### SUPPLIED RECORDS

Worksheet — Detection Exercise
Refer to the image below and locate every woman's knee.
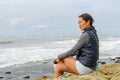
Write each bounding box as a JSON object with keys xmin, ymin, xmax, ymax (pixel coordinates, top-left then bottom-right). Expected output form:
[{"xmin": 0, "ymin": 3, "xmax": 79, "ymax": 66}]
[
  {"xmin": 63, "ymin": 57, "xmax": 76, "ymax": 62},
  {"xmin": 54, "ymin": 64, "xmax": 61, "ymax": 72}
]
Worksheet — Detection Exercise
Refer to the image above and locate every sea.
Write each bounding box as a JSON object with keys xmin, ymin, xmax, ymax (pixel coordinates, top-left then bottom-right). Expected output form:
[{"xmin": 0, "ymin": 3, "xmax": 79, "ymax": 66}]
[{"xmin": 0, "ymin": 36, "xmax": 120, "ymax": 68}]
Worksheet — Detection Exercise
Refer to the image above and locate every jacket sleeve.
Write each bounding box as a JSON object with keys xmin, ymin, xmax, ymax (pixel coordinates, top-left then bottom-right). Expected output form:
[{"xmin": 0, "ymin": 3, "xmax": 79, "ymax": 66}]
[{"xmin": 58, "ymin": 32, "xmax": 89, "ymax": 60}]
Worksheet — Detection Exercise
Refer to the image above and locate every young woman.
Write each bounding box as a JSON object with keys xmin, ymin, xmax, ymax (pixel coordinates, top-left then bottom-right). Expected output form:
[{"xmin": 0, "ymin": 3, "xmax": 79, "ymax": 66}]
[{"xmin": 54, "ymin": 13, "xmax": 99, "ymax": 78}]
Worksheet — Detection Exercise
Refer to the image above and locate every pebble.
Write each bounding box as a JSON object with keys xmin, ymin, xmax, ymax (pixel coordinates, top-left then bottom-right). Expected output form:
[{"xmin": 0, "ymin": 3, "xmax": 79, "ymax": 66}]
[{"xmin": 42, "ymin": 76, "xmax": 47, "ymax": 78}]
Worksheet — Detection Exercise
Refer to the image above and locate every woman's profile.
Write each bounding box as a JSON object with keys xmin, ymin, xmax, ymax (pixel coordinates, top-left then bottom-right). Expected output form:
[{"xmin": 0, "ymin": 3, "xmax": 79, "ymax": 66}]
[{"xmin": 54, "ymin": 13, "xmax": 99, "ymax": 78}]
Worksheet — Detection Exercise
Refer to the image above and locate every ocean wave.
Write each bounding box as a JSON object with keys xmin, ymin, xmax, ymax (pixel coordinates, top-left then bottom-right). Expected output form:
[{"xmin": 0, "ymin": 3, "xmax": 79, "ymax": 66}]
[{"xmin": 0, "ymin": 41, "xmax": 15, "ymax": 44}]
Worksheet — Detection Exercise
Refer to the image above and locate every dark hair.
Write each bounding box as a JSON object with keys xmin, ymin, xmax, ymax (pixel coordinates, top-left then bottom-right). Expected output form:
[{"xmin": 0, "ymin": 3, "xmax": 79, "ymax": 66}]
[{"xmin": 79, "ymin": 13, "xmax": 94, "ymax": 26}]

### REQUIRED TASK
Report how many lines of the records above contain the string "woman". Give only the number.

### WORKED SOLUTION
3